§ TASK DETAILS:
Return each line below holding the string "trunk".

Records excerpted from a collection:

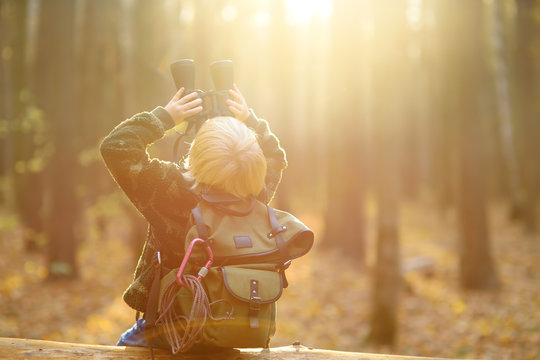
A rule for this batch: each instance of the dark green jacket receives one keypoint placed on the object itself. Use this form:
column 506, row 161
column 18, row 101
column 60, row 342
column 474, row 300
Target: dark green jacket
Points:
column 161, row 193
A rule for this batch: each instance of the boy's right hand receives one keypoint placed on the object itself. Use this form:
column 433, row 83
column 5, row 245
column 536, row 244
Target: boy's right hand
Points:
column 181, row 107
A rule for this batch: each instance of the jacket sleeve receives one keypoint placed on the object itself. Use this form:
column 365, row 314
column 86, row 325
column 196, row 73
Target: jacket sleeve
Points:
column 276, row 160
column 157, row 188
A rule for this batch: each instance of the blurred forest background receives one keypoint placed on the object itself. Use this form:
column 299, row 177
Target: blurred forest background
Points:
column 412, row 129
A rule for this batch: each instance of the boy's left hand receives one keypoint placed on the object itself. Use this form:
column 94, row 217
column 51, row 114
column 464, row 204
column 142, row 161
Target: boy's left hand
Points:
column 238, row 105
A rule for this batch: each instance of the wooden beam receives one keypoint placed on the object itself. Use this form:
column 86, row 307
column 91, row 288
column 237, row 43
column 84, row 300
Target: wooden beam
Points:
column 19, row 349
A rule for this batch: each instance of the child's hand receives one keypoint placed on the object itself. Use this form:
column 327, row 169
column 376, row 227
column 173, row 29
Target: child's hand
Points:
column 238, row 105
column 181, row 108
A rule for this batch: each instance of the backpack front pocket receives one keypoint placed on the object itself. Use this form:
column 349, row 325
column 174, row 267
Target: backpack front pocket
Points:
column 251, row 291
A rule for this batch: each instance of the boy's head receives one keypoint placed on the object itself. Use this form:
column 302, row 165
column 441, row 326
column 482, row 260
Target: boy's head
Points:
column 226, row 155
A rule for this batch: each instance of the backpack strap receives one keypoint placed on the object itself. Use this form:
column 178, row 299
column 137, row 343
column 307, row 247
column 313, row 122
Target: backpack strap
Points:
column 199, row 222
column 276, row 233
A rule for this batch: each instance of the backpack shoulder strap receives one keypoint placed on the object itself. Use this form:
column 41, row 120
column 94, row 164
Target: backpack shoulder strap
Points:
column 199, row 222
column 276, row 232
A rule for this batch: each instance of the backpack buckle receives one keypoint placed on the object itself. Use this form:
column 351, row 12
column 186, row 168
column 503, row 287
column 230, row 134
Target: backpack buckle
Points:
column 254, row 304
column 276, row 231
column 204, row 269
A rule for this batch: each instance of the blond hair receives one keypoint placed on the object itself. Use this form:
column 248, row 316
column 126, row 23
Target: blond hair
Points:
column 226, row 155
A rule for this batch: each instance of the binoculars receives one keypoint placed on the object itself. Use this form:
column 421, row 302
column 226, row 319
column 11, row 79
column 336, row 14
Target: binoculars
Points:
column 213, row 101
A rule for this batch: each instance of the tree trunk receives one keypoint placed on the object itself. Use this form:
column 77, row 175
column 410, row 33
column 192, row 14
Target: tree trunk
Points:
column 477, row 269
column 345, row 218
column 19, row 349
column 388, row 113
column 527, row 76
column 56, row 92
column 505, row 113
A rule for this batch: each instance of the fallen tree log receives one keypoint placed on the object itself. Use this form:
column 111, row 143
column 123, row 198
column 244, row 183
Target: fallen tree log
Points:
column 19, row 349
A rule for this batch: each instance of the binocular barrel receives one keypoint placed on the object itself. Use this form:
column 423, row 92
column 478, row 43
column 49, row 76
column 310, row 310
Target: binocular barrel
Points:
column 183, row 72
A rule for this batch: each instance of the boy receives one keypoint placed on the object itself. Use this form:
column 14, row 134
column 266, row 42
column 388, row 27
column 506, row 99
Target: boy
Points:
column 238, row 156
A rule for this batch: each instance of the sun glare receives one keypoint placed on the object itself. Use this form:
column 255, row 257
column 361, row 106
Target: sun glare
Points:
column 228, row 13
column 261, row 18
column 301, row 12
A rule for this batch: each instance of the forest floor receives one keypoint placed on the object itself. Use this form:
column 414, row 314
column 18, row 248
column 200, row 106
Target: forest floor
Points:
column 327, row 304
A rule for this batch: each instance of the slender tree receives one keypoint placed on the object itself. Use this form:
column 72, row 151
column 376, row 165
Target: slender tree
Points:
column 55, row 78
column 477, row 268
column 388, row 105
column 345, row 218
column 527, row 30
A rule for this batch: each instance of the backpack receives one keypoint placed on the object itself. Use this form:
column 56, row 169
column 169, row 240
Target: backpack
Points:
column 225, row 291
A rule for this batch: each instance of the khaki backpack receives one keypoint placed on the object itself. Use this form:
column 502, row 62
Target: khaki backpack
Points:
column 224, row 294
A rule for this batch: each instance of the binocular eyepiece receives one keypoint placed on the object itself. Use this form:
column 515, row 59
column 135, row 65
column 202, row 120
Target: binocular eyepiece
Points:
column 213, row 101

§ RESULT OF THIS TASK:
A rule for this batch: each instance of the tree trunk receives one keypoint placed on the object itself. Use this form:
Target: tree trunk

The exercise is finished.